Exercise set »
A – List every year named in the text on the German sun gun, in the order in which each first appears.
B – For each statement below, state whether it agrees with the text on the German sun gun, and support each answer with the deciding words of that text, quoted exactly.
(i) Hermann Oberth first proposed the idea in 1923.
(ii) Life magazine held that the mirror should be built at 5,100 miles.
(iii) Life's editors and illustrator pictured a disk one mile in diameter.

Back in 1945, Life magazine revealed to its readers how “U.S. Army technical experts came up with the astonishing fact that German scientists had seriously planned to build a ‘sun gun’.”
This, the magazine explained, would have been a gigantic orbital mirror that would “focus the sun’s rays to a scorching point on the earth’s surface.” The German army, readers were told, “hoped to use such a mirror to burn an enemy city or to boil part of an ocean.”
The idea had been originally proposed by the seminal rocket scientist, Hermann Oberth, in 1923. As late as 1957, he was still convinced that his space mirror would become a reality.
“My space mirror,” he wrote, “is like the hand mirrors that schoolboys use to flash circles of sunlight on the ceiling of their classroom. A sudden beam flashed on the teacher’s face may bring unpleasant reactions...I was a schoolteacher long enough to have collected certain data on the subject.”
Life magazine could only speculate on how the German space mirror could be built. Its editors and illustrator imagined it assembled from prefabricated sections. These would eventually form “a slightly concave disk one mile in diameter.” Life thought such a satellite should be built in a geosynchronous orbit. “The Germans,” the editors sniffed, “complicating the problem, planned to build their mirror at 5,100 miles.”
The Life version of the mirror would be a manned space stations, with 30-foot holes in which supply rockets could dock, hydroponic gardens to provide oxygen and solar powered generators for electric power. The entire surface of the mirror—-front, back and edges—-would be mirrored, “otherwise [the sun’s rays] would burn occupants of disk to death instantly.” Which might be a clue to how much Life's editors knew about outer space.

Information supplied »
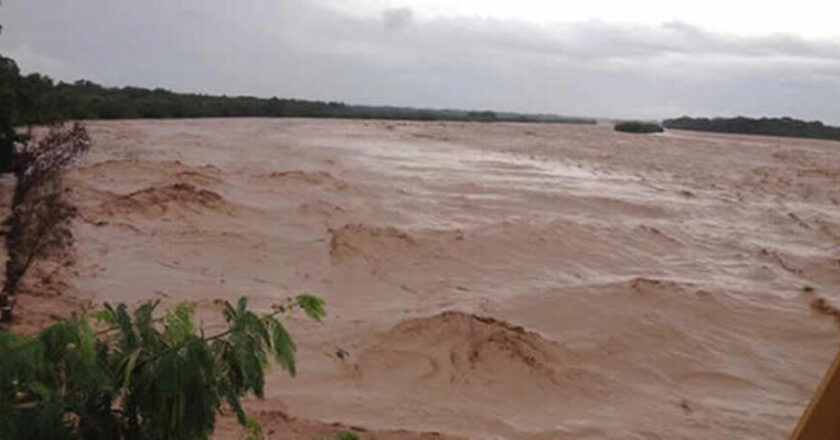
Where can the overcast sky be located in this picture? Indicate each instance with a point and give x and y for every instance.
(649, 59)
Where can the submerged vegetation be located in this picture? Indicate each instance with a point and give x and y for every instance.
(788, 127)
(111, 374)
(638, 127)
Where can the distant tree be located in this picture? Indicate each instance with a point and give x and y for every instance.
(786, 126)
(638, 127)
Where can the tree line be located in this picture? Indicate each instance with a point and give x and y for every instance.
(787, 127)
(39, 99)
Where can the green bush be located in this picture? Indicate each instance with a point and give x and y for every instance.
(142, 377)
(638, 127)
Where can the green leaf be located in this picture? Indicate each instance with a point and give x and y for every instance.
(87, 342)
(131, 362)
(312, 305)
(179, 323)
(284, 348)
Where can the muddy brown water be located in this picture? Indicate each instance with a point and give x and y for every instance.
(516, 281)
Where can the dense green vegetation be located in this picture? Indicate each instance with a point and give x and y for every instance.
(40, 99)
(112, 375)
(788, 127)
(638, 127)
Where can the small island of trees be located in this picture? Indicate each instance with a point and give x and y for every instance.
(638, 127)
(787, 127)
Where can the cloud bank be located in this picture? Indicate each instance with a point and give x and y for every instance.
(305, 49)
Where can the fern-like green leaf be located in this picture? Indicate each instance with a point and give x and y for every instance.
(283, 347)
(312, 305)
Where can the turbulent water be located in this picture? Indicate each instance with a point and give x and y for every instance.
(516, 281)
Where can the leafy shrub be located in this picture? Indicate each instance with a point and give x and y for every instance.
(142, 377)
(638, 127)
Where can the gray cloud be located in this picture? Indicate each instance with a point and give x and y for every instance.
(303, 49)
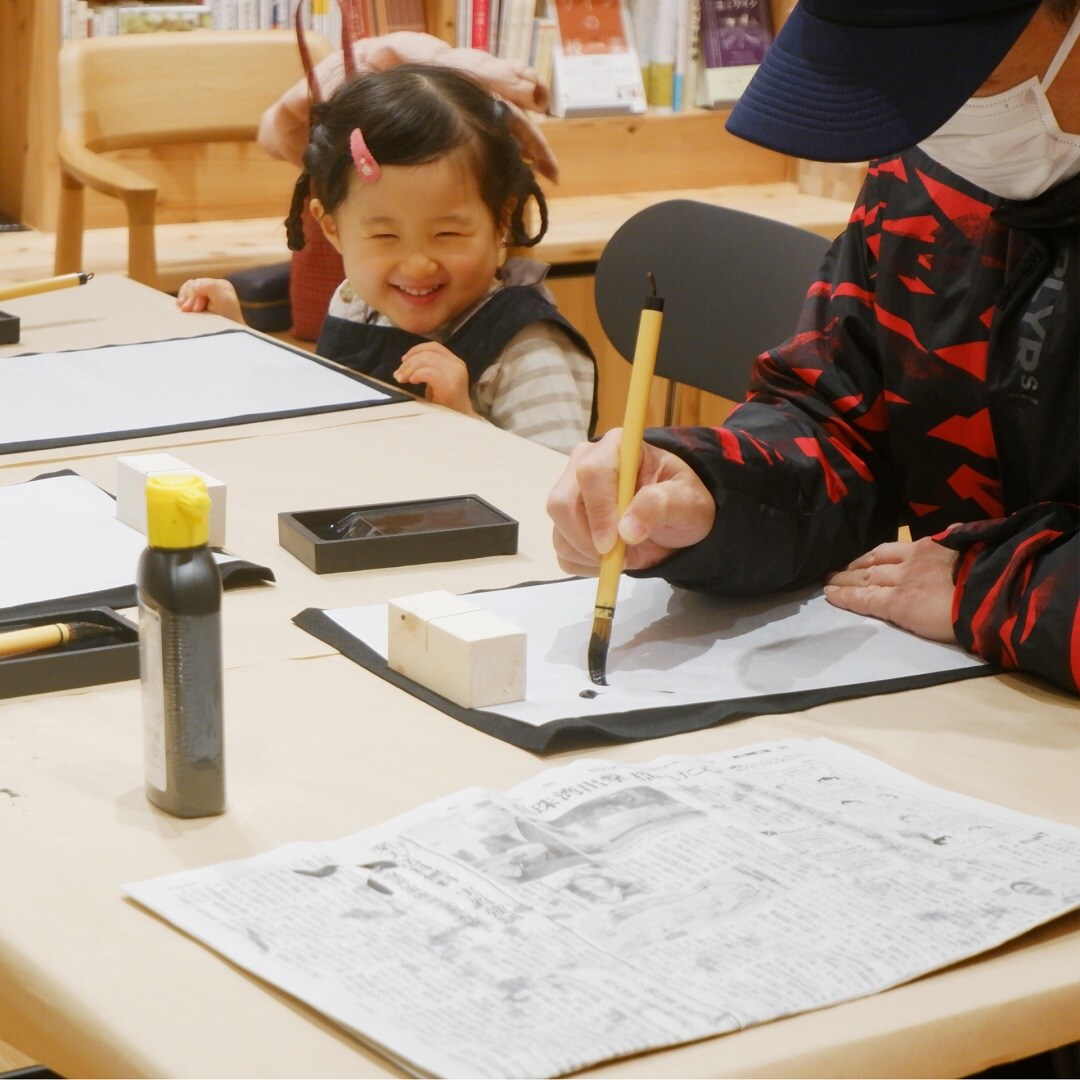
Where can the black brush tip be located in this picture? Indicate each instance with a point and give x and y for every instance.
(597, 650)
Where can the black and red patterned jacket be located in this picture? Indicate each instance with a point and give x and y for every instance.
(932, 380)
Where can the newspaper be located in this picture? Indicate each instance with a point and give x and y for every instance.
(602, 909)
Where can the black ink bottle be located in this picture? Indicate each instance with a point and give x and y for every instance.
(179, 598)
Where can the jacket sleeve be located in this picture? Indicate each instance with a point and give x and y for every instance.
(1017, 591)
(800, 471)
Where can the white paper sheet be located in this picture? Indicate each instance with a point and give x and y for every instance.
(59, 537)
(671, 647)
(163, 386)
(602, 909)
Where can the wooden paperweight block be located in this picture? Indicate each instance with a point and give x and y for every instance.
(461, 651)
(132, 474)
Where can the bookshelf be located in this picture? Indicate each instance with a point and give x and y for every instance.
(622, 161)
(608, 154)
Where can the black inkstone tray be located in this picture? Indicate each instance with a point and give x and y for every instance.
(109, 657)
(396, 534)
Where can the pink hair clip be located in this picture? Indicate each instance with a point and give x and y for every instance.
(366, 165)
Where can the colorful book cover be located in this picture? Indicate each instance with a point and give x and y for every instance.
(734, 38)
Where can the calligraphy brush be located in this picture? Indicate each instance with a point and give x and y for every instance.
(14, 643)
(630, 461)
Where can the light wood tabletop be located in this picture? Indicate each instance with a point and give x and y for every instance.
(319, 747)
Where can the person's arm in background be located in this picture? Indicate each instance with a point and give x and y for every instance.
(283, 129)
(540, 389)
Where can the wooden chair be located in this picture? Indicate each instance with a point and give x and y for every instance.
(140, 116)
(732, 285)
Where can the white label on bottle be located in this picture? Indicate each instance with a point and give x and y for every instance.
(153, 698)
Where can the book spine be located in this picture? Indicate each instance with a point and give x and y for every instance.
(478, 38)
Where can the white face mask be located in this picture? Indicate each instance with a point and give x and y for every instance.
(1010, 144)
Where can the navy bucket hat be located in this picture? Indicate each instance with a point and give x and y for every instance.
(848, 80)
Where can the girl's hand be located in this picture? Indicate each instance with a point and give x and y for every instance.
(908, 584)
(672, 509)
(445, 374)
(214, 295)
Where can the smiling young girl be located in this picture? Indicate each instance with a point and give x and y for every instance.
(416, 176)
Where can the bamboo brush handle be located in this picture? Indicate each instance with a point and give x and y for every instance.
(34, 638)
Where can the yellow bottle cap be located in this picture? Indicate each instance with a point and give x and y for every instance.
(177, 510)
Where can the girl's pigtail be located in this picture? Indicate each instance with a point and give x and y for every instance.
(518, 231)
(294, 224)
(524, 185)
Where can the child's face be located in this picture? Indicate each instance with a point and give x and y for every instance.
(419, 244)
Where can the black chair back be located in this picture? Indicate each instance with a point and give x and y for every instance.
(732, 285)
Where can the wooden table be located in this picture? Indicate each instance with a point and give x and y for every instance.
(318, 747)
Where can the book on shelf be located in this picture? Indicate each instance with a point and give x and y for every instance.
(514, 29)
(734, 36)
(595, 66)
(152, 17)
(481, 24)
(542, 49)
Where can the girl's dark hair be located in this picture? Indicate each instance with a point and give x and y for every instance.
(413, 115)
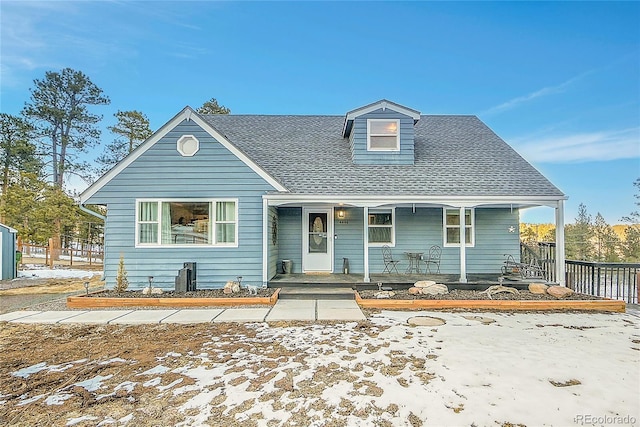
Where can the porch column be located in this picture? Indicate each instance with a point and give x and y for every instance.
(265, 241)
(365, 239)
(560, 268)
(463, 246)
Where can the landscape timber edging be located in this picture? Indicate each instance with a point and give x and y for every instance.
(83, 301)
(504, 305)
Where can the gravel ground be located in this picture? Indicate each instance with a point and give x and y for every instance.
(476, 295)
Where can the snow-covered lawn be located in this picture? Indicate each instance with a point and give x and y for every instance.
(43, 272)
(478, 369)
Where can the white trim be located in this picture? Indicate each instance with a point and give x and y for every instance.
(212, 223)
(393, 227)
(369, 134)
(472, 226)
(377, 201)
(182, 141)
(384, 104)
(330, 236)
(186, 114)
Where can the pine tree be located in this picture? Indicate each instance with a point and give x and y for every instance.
(212, 107)
(59, 110)
(131, 130)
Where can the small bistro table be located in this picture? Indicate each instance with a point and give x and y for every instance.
(414, 261)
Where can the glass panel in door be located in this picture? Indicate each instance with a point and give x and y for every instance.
(318, 232)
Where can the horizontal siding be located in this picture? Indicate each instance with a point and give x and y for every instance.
(349, 240)
(418, 232)
(161, 172)
(358, 141)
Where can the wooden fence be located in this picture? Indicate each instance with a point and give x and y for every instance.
(50, 255)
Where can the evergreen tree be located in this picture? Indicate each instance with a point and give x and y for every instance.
(131, 130)
(578, 236)
(212, 107)
(17, 151)
(631, 245)
(59, 108)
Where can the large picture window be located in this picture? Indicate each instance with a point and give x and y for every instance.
(177, 222)
(452, 227)
(381, 227)
(383, 135)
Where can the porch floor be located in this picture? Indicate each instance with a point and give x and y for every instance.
(301, 279)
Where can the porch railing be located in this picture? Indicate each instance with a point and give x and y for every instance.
(611, 280)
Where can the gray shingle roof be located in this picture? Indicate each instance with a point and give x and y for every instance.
(454, 156)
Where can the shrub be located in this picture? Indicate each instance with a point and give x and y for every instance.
(122, 283)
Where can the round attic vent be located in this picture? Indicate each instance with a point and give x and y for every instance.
(188, 145)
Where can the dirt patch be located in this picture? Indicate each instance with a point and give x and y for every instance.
(49, 286)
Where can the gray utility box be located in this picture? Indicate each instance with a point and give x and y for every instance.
(186, 278)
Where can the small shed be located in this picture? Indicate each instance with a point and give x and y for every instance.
(8, 247)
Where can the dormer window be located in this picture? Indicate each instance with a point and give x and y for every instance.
(383, 135)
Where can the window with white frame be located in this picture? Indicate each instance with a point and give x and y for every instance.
(187, 222)
(382, 227)
(383, 135)
(452, 227)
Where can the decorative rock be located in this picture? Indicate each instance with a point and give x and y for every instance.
(415, 291)
(496, 289)
(424, 283)
(435, 289)
(384, 294)
(425, 321)
(483, 320)
(559, 291)
(231, 287)
(538, 288)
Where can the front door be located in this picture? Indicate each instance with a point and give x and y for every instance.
(317, 240)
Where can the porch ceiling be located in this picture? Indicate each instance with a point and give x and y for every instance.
(410, 201)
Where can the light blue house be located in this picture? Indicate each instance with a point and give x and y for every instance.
(8, 246)
(237, 194)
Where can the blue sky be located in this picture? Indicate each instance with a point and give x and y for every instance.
(559, 81)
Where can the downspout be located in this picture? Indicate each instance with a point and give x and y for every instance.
(463, 245)
(265, 243)
(90, 212)
(365, 239)
(560, 260)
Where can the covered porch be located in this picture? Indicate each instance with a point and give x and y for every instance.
(475, 281)
(416, 224)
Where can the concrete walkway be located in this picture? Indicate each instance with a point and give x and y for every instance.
(283, 310)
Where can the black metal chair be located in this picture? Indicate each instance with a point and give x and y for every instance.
(433, 258)
(390, 264)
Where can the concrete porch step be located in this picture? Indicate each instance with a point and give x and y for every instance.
(313, 293)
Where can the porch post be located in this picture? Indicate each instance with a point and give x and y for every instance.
(365, 239)
(463, 246)
(560, 268)
(265, 241)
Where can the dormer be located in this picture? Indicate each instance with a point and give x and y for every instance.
(381, 134)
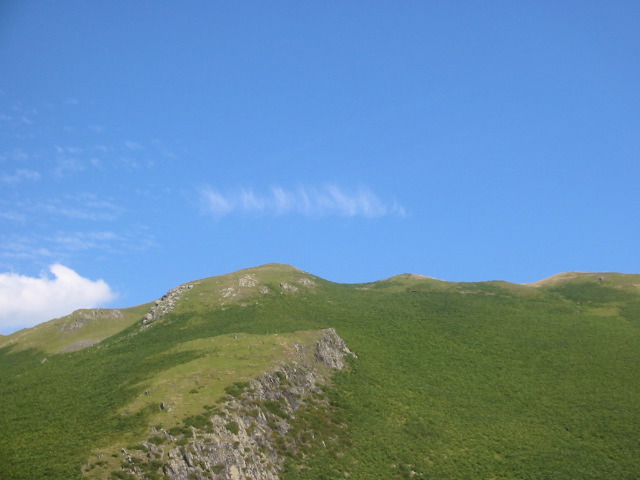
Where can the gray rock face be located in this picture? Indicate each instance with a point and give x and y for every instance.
(248, 437)
(165, 304)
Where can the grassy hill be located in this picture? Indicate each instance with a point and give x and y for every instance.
(452, 380)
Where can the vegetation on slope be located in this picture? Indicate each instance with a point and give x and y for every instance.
(483, 380)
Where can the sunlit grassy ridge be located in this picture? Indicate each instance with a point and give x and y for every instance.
(476, 380)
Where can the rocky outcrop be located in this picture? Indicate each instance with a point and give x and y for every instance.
(165, 304)
(253, 431)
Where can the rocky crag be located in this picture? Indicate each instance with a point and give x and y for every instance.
(252, 433)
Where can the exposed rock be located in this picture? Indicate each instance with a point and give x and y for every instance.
(165, 304)
(248, 281)
(331, 349)
(287, 287)
(307, 282)
(250, 434)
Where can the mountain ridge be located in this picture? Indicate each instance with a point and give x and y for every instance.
(451, 380)
(268, 272)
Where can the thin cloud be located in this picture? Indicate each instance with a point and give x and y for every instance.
(20, 175)
(26, 301)
(328, 200)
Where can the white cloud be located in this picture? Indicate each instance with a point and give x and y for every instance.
(26, 301)
(308, 201)
(19, 175)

Task answers »
A – 1945, 1923, 1957

B –
(i) Yes: "The idea had been originally proposed by the seminal rocket scientist, Hermann Oberth, in 1923."
(ii) No: "Life thought such a satellite should be built in a geosynchronous orbit."
(iii) Yes: "a slightly concave disk one mile in diameter."